## What you should do
Arrange the items below as a two-column CSV with the headers instruction and points, one row per item, putting each item's text and its answer in a single quoted field with line breaks turned into spaces. Leave the pictures out.

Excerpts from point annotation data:
▬▬▬

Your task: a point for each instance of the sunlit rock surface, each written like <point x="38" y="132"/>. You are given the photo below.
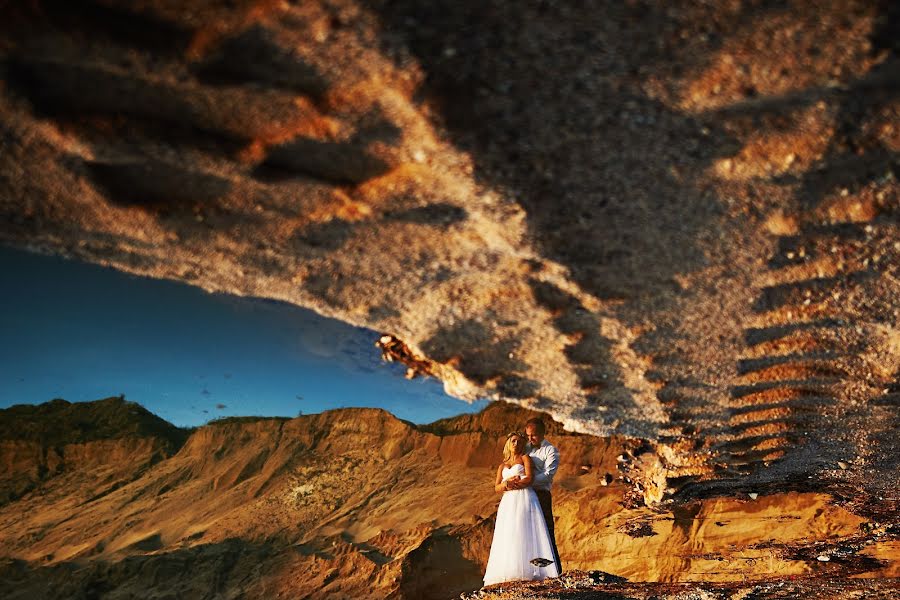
<point x="675" y="221"/>
<point x="355" y="503"/>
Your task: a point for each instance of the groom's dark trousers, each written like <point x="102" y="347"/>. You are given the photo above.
<point x="546" y="501"/>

▬▬▬

## Result below
instruction,points
"Your task: a point for each instance of the sunlit rock surface, each written like <point x=""38"" y=""132""/>. You are given the photo below.","<point x=""675"" y=""221""/> <point x=""355"" y=""503""/>"
"Your task: a point for each instance of the groom's dark trousers, each written like <point x=""102"" y=""347""/>. You are given the photo above.","<point x=""546"" y=""501""/>"